Copy out the listing below line for line, without changing a single character.

[Start of section]

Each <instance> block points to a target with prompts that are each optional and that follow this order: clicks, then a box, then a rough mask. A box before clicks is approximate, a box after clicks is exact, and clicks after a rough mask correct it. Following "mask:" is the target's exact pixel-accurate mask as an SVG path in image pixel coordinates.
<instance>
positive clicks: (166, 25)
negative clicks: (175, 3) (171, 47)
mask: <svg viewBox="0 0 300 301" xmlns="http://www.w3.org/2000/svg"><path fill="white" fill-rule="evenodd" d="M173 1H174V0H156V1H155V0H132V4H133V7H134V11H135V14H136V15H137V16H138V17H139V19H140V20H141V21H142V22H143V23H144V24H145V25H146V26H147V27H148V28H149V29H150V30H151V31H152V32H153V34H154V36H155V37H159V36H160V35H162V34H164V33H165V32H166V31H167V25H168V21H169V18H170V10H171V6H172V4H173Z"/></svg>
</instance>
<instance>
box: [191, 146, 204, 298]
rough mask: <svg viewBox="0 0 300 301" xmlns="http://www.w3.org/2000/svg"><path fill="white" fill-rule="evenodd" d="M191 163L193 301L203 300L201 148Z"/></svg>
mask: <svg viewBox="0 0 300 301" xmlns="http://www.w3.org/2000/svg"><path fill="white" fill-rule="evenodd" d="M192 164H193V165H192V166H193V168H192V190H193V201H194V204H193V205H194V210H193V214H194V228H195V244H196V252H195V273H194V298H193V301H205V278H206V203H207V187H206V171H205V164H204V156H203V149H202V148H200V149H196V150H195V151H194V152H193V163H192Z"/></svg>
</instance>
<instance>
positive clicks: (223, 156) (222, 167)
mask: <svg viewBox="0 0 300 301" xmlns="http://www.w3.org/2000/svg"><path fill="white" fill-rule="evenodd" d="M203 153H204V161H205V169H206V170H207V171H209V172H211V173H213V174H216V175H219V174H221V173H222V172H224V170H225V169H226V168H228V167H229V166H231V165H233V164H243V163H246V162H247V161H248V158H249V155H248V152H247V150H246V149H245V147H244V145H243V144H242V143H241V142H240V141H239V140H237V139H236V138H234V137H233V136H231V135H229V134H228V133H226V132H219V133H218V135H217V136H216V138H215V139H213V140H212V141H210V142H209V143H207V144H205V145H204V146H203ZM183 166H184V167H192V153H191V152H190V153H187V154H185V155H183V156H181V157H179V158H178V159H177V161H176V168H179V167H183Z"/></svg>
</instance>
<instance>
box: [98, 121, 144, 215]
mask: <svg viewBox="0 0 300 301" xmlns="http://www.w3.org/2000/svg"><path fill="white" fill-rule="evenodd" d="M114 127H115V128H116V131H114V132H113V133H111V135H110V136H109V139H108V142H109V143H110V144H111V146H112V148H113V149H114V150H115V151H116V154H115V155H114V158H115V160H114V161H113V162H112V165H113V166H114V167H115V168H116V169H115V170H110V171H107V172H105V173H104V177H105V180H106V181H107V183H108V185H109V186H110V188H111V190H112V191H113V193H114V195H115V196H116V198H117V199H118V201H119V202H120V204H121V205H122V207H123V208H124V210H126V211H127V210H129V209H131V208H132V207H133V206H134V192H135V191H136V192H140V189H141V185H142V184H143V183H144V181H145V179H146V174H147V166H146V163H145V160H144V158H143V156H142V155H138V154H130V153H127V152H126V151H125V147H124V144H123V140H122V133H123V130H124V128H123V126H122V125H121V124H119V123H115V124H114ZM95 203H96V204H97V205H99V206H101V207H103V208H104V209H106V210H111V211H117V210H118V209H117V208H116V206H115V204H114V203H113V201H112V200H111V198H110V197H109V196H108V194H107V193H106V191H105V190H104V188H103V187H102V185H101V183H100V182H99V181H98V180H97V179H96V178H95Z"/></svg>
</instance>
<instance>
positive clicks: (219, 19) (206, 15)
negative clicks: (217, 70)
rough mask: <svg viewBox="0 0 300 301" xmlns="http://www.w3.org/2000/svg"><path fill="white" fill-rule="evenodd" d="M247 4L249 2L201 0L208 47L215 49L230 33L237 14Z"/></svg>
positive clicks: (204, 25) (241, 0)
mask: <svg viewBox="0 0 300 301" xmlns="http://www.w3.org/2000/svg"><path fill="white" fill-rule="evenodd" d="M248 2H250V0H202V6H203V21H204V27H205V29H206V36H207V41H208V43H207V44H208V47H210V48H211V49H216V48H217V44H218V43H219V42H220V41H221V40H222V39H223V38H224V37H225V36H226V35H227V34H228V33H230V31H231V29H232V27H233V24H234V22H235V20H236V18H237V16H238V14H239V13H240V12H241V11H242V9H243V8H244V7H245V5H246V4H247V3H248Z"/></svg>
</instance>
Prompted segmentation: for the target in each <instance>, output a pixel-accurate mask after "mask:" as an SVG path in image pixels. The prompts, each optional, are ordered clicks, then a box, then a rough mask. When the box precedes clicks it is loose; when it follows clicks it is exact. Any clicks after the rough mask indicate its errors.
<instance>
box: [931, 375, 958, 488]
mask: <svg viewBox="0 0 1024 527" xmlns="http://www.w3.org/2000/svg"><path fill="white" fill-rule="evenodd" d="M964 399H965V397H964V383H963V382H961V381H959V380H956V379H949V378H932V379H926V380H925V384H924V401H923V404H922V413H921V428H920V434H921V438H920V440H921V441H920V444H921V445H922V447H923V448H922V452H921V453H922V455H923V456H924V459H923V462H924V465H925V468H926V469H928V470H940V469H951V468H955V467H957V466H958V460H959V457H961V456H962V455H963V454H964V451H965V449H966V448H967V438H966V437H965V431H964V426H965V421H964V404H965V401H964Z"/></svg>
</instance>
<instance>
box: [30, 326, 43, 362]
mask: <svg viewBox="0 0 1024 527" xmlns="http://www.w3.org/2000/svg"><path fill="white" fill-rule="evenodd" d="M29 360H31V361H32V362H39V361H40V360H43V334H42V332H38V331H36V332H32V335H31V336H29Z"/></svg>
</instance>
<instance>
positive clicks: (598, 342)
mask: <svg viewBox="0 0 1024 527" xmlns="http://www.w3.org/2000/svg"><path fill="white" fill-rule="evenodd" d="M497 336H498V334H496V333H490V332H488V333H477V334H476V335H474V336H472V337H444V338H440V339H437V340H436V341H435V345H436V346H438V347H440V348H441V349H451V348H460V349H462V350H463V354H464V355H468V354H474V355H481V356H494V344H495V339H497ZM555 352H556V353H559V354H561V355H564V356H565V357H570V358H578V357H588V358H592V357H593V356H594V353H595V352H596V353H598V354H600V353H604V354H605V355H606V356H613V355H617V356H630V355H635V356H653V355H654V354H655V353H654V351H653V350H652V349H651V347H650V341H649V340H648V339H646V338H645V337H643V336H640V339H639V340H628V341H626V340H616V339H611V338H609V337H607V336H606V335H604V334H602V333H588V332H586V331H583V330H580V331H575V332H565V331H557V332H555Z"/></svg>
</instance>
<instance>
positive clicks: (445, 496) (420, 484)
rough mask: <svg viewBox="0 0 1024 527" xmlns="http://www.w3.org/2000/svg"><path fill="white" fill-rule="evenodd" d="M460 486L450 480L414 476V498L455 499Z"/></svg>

[End of section]

■ **OUTPUT FOR THIS TASK**
Each <instance> block points to a target with prompts that are each optional and that follow this order: clicks, then a box, then a rough mask. A box before clicks is approximate, a box after clicks is exact, and clicks after a rough mask correct it. Following "mask:" is the target's exact pixel-accurate mask as an SVG path in image pixel coordinates.
<instance>
positive clicks: (166, 25)
negative clicks: (175, 3) (171, 47)
mask: <svg viewBox="0 0 300 301" xmlns="http://www.w3.org/2000/svg"><path fill="white" fill-rule="evenodd" d="M173 1H174V0H156V1H155V0H132V4H133V7H134V11H135V14H136V15H137V16H138V17H139V19H140V20H141V21H142V22H143V23H144V24H145V25H146V26H147V27H148V28H149V29H150V30H151V31H152V32H153V34H154V36H155V37H159V36H160V35H162V34H164V33H165V32H166V31H167V25H168V21H169V18H170V10H171V6H172V4H173Z"/></svg>
</instance>
<instance>
box: [191, 146, 204, 298]
rough mask: <svg viewBox="0 0 300 301" xmlns="http://www.w3.org/2000/svg"><path fill="white" fill-rule="evenodd" d="M191 163L193 301L203 300L201 148Z"/></svg>
mask: <svg viewBox="0 0 300 301" xmlns="http://www.w3.org/2000/svg"><path fill="white" fill-rule="evenodd" d="M192 164H193V165H192V166H193V168H192V190H193V201H194V204H193V205H194V210H193V214H194V228H195V244H196V252H195V273H194V298H193V301H205V278H206V203H207V187H206V171H205V164H204V156H203V149H202V148H200V149H196V150H195V151H194V152H193V163H192Z"/></svg>
</instance>
<instance>
positive clicks: (223, 156) (222, 167)
mask: <svg viewBox="0 0 300 301" xmlns="http://www.w3.org/2000/svg"><path fill="white" fill-rule="evenodd" d="M203 153H204V161H205V169H206V170H207V171H209V172H211V173H213V174H216V175H219V174H221V173H222V172H224V170H225V169H226V168H228V167H229V166H231V165H233V164H243V163H246V162H247V161H248V158H249V155H248V152H247V150H246V149H245V147H244V145H243V144H242V143H241V142H240V141H239V140H237V139H236V138H234V137H233V136H231V135H229V134H228V133H226V132H219V133H218V135H217V136H216V138H215V139H213V140H212V141H210V142H209V143H207V144H205V145H204V146H203ZM183 166H184V167H192V153H191V152H190V153H187V154H185V155H183V156H181V157H179V158H178V159H177V161H176V168H179V167H183Z"/></svg>
</instance>
<instance>
box: [98, 121, 144, 215]
mask: <svg viewBox="0 0 300 301" xmlns="http://www.w3.org/2000/svg"><path fill="white" fill-rule="evenodd" d="M114 127H115V128H116V131H114V132H113V133H111V135H110V136H109V139H108V142H109V143H110V144H111V146H112V148H113V149H114V150H115V151H116V154H115V155H114V158H115V160H114V161H113V162H112V165H113V166H114V167H115V168H116V169H115V170H110V171H107V172H105V173H104V177H105V180H106V181H107V183H108V185H109V186H110V188H111V190H112V191H113V193H114V195H115V196H116V198H117V199H118V201H119V202H120V204H121V205H122V207H123V208H124V210H126V211H127V210H129V209H131V208H132V207H133V206H134V192H135V191H136V192H140V189H141V185H142V184H143V183H144V181H145V179H146V174H147V166H146V163H145V160H144V158H143V156H142V155H138V154H130V153H127V152H126V151H125V147H124V144H123V140H122V133H123V130H124V128H123V126H122V125H121V124H119V123H115V124H114ZM95 203H96V204H97V205H99V206H101V207H103V208H104V209H106V210H111V211H117V210H118V209H117V208H116V206H115V204H114V203H113V201H112V200H111V198H110V197H109V196H108V194H107V193H106V191H105V190H104V188H103V187H102V185H101V183H100V182H99V181H98V180H97V179H96V178H95Z"/></svg>
</instance>
<instance>
positive clicks: (219, 19) (206, 15)
negative clicks: (217, 70)
rough mask: <svg viewBox="0 0 300 301" xmlns="http://www.w3.org/2000/svg"><path fill="white" fill-rule="evenodd" d="M247 4L249 2L201 0L208 47L215 49L230 33L237 14Z"/></svg>
positive clicks: (204, 25) (241, 0)
mask: <svg viewBox="0 0 300 301" xmlns="http://www.w3.org/2000/svg"><path fill="white" fill-rule="evenodd" d="M248 2H250V0H202V6H203V21H204V27H205V29H206V36H207V41H208V43H207V44H208V47H210V48H211V49H216V48H217V44H218V43H219V42H220V41H221V40H222V39H223V38H224V37H225V36H226V35H227V34H228V33H230V31H231V29H232V27H233V24H234V22H235V20H236V18H237V16H238V14H239V13H240V12H241V11H242V9H243V8H244V7H245V5H246V4H247V3H248Z"/></svg>
</instance>
Prompted segmentation: for the target in each <instance>, output a pixel-accurate mask after "mask:" as an SVG path in image pixels. The prompts, each optional, are ordered clicks, then a box, then a rough mask. When the box precedes clicks it is loose; when it follows clicks it is exact. Any clicks after the rough mask indicate its errors.
<instance>
box: [931, 375, 958, 488]
mask: <svg viewBox="0 0 1024 527" xmlns="http://www.w3.org/2000/svg"><path fill="white" fill-rule="evenodd" d="M964 399H965V397H964V383H963V382H961V381H959V380H956V379H949V378H932V379H926V380H925V384H924V401H923V404H922V413H921V428H920V434H921V438H920V440H921V441H920V444H921V445H922V447H923V448H922V452H921V453H922V455H923V456H924V459H923V462H924V465H925V468H926V469H928V470H940V469H951V468H955V467H957V466H958V460H959V457H961V456H962V455H963V454H964V451H965V449H966V448H967V438H966V437H965V431H964V426H965V421H964V404H965V401H964Z"/></svg>
</instance>
<instance>
box: [30, 326, 43, 362]
mask: <svg viewBox="0 0 1024 527" xmlns="http://www.w3.org/2000/svg"><path fill="white" fill-rule="evenodd" d="M29 360H31V361H32V362H39V361H40V360H43V334H42V332H38V331H36V332H32V335H31V336H29Z"/></svg>
</instance>
<instance>
positive clicks: (598, 342)
mask: <svg viewBox="0 0 1024 527" xmlns="http://www.w3.org/2000/svg"><path fill="white" fill-rule="evenodd" d="M497 336H498V334H496V333H490V332H488V333H477V334H476V335H474V336H472V337H444V338H440V339H437V340H436V341H435V345H436V346H438V347H440V348H441V349H451V348H460V349H462V350H463V354H464V355H468V354H474V355H481V356H494V344H495V339H497ZM555 352H556V353H559V354H561V355H564V356H565V357H570V358H578V357H588V358H592V357H593V356H594V353H595V352H596V353H598V354H600V353H604V354H605V355H606V356H613V355H617V356H630V355H635V356H653V355H654V354H655V353H654V351H653V350H652V349H651V347H650V341H649V340H648V339H646V338H645V337H643V336H640V339H639V340H628V341H626V340H616V339H611V338H609V337H607V336H606V335H604V334H602V333H588V332H586V331H583V330H580V331H575V332H565V331H557V332H555Z"/></svg>
</instance>
<instance>
positive clicks: (445, 496) (420, 484)
rough mask: <svg viewBox="0 0 1024 527" xmlns="http://www.w3.org/2000/svg"><path fill="white" fill-rule="evenodd" d="M460 486L450 480L414 476V498L455 499Z"/></svg>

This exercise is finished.